IT IS LIKELY THAT YOUR LOSS SHOULD BE A LIKELIHOOD

Abstract

Many common loss functions such as mean-squared-error, cross-entropy, and reconstruction loss are unnecessarily rigid. Under a probabilistic interpretation, these common losses correspond to distributions with fixed shapes and scales. We instead argue for optimizing full likelihoods that include parameters like the normal variance and softmax temperature. Joint optimization of these "likelihood parameters" with model parameters can adaptively tune the scales and shapes of losses in addition to the strength of regularization. We explore and systematically evaluate how to parameterize and apply likelihood parameters for robust modeling, outlier-detection, and re-calibration. Additionally, we propose adaptively tuning L 2 and L 1 weights by fitting the scale parameters of normal and Laplace priors and introduce more flexible element-wise regularizers.

What you are asked to do.
Copy the abstract on treating losses as likelihoods in full, word for word.

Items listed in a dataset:

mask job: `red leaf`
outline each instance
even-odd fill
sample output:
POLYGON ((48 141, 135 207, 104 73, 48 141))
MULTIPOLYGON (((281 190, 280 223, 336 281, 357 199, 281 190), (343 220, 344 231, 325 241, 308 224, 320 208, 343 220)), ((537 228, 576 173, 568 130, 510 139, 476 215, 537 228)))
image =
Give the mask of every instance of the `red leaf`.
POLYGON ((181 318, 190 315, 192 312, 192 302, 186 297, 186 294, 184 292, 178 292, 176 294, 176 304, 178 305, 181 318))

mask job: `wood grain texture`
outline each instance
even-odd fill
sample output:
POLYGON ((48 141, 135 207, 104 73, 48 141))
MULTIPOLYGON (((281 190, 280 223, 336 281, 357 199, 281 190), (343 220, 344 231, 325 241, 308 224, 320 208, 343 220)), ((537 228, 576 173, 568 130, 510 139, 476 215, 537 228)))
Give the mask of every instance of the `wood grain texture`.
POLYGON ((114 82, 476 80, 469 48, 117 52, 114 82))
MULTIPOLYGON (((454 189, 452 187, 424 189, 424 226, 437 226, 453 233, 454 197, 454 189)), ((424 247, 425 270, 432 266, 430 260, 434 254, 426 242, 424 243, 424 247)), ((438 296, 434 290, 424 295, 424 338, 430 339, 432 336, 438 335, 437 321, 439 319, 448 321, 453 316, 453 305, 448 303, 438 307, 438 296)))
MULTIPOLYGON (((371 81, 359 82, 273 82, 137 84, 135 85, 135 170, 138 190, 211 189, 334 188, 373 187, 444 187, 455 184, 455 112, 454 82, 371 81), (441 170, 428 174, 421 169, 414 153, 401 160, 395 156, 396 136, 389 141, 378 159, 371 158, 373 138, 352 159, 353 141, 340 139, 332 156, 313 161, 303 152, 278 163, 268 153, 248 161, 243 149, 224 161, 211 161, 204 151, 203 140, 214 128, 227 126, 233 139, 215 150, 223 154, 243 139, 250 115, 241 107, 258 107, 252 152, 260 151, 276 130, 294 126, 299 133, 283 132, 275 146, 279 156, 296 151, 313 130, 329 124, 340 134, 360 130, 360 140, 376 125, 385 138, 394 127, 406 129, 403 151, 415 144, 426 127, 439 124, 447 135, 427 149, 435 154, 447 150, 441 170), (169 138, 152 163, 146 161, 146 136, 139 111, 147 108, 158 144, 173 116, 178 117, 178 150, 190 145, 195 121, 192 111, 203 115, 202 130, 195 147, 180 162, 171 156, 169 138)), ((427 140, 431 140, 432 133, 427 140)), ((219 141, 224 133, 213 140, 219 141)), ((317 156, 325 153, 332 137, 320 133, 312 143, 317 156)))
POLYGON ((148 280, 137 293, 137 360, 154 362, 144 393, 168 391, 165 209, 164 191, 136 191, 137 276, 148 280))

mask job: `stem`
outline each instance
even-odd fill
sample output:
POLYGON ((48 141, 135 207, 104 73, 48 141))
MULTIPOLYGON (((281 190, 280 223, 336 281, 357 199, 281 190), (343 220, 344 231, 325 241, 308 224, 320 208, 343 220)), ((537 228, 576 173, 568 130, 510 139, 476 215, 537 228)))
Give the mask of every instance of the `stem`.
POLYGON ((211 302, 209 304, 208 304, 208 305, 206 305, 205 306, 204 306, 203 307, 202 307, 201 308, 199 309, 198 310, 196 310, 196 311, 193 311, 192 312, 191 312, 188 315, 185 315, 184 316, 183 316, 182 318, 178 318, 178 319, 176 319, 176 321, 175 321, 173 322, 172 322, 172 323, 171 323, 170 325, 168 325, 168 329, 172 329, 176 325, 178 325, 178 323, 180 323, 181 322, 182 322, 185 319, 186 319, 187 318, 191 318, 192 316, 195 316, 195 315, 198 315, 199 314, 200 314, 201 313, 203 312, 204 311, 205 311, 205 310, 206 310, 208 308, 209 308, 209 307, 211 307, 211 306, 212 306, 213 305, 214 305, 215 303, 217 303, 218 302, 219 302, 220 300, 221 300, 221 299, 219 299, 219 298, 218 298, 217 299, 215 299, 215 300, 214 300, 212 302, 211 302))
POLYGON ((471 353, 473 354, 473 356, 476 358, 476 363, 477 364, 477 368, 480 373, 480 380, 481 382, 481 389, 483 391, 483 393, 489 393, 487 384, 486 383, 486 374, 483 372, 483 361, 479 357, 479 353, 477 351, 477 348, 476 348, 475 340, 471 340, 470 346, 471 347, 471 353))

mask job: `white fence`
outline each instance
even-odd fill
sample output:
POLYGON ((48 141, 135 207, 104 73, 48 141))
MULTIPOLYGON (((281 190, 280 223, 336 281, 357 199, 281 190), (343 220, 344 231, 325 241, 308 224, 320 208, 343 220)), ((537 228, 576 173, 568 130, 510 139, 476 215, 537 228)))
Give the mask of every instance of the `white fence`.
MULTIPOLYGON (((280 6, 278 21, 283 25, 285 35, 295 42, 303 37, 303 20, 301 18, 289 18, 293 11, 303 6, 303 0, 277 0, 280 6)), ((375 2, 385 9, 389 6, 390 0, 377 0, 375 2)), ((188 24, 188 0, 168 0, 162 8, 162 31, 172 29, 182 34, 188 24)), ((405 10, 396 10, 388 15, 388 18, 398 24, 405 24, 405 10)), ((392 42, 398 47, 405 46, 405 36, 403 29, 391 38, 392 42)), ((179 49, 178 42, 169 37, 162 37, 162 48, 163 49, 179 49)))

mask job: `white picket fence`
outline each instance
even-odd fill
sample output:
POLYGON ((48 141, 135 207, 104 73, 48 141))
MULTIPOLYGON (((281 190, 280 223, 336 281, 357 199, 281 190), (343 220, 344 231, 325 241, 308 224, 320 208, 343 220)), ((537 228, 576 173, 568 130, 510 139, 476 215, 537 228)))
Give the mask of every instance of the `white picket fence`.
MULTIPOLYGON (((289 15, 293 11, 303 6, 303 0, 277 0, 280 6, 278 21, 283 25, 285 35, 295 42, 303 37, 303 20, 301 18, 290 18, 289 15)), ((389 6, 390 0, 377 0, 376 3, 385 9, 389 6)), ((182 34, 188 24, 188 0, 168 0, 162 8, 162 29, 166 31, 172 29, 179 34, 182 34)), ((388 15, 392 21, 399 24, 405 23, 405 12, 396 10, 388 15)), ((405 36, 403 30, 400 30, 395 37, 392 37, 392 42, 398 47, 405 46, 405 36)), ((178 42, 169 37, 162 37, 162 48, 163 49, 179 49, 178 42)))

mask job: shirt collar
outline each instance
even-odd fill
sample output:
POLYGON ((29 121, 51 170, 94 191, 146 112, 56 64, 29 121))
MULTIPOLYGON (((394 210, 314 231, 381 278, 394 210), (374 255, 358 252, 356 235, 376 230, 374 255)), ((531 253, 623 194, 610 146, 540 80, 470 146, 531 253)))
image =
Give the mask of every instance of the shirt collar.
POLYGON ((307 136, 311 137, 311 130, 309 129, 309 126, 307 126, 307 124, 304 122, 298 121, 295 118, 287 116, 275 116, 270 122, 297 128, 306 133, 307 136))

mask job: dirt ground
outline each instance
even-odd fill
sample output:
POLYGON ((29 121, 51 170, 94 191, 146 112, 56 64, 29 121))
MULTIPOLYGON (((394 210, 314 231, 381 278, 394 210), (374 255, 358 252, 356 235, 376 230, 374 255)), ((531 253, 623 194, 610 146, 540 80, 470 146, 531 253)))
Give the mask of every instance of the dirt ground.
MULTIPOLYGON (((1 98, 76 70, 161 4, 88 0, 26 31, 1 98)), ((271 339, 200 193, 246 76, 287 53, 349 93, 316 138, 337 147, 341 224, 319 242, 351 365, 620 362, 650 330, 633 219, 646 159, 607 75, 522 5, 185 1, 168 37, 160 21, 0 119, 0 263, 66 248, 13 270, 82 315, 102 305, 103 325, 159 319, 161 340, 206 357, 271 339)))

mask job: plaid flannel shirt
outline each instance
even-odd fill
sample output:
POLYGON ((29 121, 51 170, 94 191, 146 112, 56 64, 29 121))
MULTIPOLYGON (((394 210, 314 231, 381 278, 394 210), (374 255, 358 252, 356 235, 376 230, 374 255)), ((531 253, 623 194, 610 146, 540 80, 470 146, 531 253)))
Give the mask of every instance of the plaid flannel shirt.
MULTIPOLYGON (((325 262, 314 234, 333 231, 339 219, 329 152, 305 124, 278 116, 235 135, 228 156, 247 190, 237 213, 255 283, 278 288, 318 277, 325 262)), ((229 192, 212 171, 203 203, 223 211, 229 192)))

Response below.
IT IS LIKELY THAT YOUR LOSS SHOULD BE A LIKELIHOOD

Abstract

Many common loss functions such as mean-squared-error, cross-entropy, and reconstruction loss are unnecessarily rigid. Under a probabilistic interpretation, these common losses correspond to distributions with fixed shapes and scales. We instead argue for optimizing full likelihoods that include parameters like the normal variance and softmax temperature. Joint optimization of these "likelihood parameters" with model parameters can adaptively tune the scales and shapes of losses in addition to the strength of regularization. We explore and systematically evaluate how to parameterize and apply likelihood parameters for robust modeling, outlier-detection, and re-calibration. Additionally, we propose adaptively tuning L 2 and L 1 weights by fitting the scale parameters of normal and Laplace priors and introduce more flexible element-wise regularizers.